- **WHAT THIS TASK INVOLVES**
Restate the records in their entirety, word for word.

- **DATA FOR THIS EXERCISE**
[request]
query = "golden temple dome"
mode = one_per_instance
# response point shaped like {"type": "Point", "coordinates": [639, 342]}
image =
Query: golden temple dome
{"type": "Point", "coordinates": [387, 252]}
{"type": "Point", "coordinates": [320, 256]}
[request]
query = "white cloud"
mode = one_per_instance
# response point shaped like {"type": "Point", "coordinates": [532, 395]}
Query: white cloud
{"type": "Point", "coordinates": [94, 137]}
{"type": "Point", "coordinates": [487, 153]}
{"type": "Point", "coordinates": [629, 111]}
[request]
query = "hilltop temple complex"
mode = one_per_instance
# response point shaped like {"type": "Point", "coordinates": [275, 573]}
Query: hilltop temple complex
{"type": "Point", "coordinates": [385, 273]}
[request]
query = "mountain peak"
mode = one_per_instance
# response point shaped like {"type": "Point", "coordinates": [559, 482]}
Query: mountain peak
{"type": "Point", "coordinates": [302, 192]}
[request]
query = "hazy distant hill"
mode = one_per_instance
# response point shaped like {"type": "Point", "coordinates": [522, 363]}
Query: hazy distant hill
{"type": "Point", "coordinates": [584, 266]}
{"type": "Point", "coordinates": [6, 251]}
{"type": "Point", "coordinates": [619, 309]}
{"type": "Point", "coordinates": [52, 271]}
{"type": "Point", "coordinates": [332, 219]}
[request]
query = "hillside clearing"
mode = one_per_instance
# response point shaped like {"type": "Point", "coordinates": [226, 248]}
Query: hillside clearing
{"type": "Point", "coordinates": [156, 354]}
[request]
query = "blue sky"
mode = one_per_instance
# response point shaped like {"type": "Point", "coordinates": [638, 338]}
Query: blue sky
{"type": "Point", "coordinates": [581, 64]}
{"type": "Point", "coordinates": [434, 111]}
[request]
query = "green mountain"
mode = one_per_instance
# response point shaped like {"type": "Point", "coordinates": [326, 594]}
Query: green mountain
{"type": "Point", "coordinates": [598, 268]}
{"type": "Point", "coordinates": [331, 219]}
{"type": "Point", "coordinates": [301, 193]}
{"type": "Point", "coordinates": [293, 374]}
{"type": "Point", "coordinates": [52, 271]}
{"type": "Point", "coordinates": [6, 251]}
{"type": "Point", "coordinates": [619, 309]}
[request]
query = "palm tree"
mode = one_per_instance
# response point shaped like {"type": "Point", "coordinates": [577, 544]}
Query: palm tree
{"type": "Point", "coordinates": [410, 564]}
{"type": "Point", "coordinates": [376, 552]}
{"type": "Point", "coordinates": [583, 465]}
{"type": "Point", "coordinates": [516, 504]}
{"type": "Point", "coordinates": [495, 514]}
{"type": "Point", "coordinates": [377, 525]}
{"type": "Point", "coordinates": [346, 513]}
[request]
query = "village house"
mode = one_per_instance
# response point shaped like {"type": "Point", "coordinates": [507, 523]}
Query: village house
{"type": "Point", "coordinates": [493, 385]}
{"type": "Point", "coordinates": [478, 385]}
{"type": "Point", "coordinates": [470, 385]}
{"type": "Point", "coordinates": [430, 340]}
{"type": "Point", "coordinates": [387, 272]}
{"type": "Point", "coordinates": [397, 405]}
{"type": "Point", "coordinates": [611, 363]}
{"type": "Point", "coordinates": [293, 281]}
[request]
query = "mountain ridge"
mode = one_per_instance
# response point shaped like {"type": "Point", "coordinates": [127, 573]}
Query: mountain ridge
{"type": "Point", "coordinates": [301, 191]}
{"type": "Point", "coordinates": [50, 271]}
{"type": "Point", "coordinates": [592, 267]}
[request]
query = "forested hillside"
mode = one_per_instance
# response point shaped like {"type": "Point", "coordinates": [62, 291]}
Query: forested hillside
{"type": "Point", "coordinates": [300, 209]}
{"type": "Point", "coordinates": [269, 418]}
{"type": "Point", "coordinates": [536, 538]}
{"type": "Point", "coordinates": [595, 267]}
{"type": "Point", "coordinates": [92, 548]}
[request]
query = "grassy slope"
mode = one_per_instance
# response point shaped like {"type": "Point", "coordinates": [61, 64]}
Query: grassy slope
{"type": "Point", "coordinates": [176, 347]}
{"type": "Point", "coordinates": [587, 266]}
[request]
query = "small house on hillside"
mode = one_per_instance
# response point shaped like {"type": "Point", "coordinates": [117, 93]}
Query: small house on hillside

- **PROBLEM SOLUTION**
[request]
query = "golden temple dome"
mode = one_per_instance
# response point shaped like {"type": "Point", "coordinates": [639, 342]}
image =
Query: golden temple dome
{"type": "Point", "coordinates": [387, 252]}
{"type": "Point", "coordinates": [320, 256]}
[request]
query = "white cloud"
mode = one_per_instance
# response point shaped like {"type": "Point", "coordinates": [532, 395]}
Query: white cloud
{"type": "Point", "coordinates": [94, 137]}
{"type": "Point", "coordinates": [487, 153]}
{"type": "Point", "coordinates": [629, 111]}
[request]
query = "hilltop temple complex"
mode = one_per_instance
# response point shaped like {"type": "Point", "coordinates": [275, 573]}
Query: hilltop temple complex
{"type": "Point", "coordinates": [385, 273]}
[request]
query = "mountain peak"
mode = one_per_instance
# response point shaped like {"type": "Point", "coordinates": [559, 482]}
Query: mountain peak
{"type": "Point", "coordinates": [302, 192]}
[request]
query = "hazy distant hill"
mode = one_per_instance
# response point shaped like {"type": "Point", "coordinates": [522, 363]}
Query: hazy distant hill
{"type": "Point", "coordinates": [584, 266]}
{"type": "Point", "coordinates": [6, 251]}
{"type": "Point", "coordinates": [619, 309]}
{"type": "Point", "coordinates": [52, 271]}
{"type": "Point", "coordinates": [332, 219]}
[request]
query = "hillside clearing"
mode = one_per_instance
# response point shaped like {"type": "Point", "coordinates": [226, 248]}
Query: hillside clearing
{"type": "Point", "coordinates": [156, 354]}
[request]
query = "blue sky"
mode = one_per_instance
# response point shaped like {"type": "Point", "coordinates": [638, 338]}
Query: blue sky
{"type": "Point", "coordinates": [581, 64]}
{"type": "Point", "coordinates": [434, 111]}
[request]
query = "green mountain"
mode = one_per_instance
# response point shaped like {"type": "Point", "coordinates": [326, 594]}
Query: green mountain
{"type": "Point", "coordinates": [598, 268]}
{"type": "Point", "coordinates": [331, 219]}
{"type": "Point", "coordinates": [301, 193]}
{"type": "Point", "coordinates": [293, 374]}
{"type": "Point", "coordinates": [52, 271]}
{"type": "Point", "coordinates": [6, 251]}
{"type": "Point", "coordinates": [619, 309]}
[request]
query = "palm tree"
mode = one_per_instance
# response point shaped like {"type": "Point", "coordinates": [577, 544]}
Query: palm tree
{"type": "Point", "coordinates": [410, 564]}
{"type": "Point", "coordinates": [376, 552]}
{"type": "Point", "coordinates": [583, 465]}
{"type": "Point", "coordinates": [516, 504]}
{"type": "Point", "coordinates": [495, 514]}
{"type": "Point", "coordinates": [377, 525]}
{"type": "Point", "coordinates": [346, 513]}
[request]
query = "village house"
mode = one_per_instance
# response point shaped like {"type": "Point", "coordinates": [507, 523]}
Query: village house
{"type": "Point", "coordinates": [493, 385]}
{"type": "Point", "coordinates": [478, 385]}
{"type": "Point", "coordinates": [470, 385]}
{"type": "Point", "coordinates": [430, 340]}
{"type": "Point", "coordinates": [387, 272]}
{"type": "Point", "coordinates": [397, 405]}
{"type": "Point", "coordinates": [611, 363]}
{"type": "Point", "coordinates": [293, 281]}
[request]
query = "mountain ridge"
mode = one_per_instance
# response point shaped like {"type": "Point", "coordinates": [127, 573]}
Query: mountain ridge
{"type": "Point", "coordinates": [301, 191]}
{"type": "Point", "coordinates": [50, 271]}
{"type": "Point", "coordinates": [592, 267]}
[request]
query = "forested hillside"
mode = one_per_instance
# response point shaped like {"type": "Point", "coordinates": [62, 291]}
Query: forested hillside
{"type": "Point", "coordinates": [300, 209]}
{"type": "Point", "coordinates": [269, 418]}
{"type": "Point", "coordinates": [536, 538]}
{"type": "Point", "coordinates": [595, 267]}
{"type": "Point", "coordinates": [92, 548]}
[request]
query = "grassy slope"
mode = one_per_instance
# response point shaped like {"type": "Point", "coordinates": [61, 64]}
Query: grassy slope
{"type": "Point", "coordinates": [176, 347]}
{"type": "Point", "coordinates": [587, 266]}
[request]
query = "small house on hillside"
mode = one_per_instance
# response point shaped like {"type": "Point", "coordinates": [117, 93]}
Query: small house on hillside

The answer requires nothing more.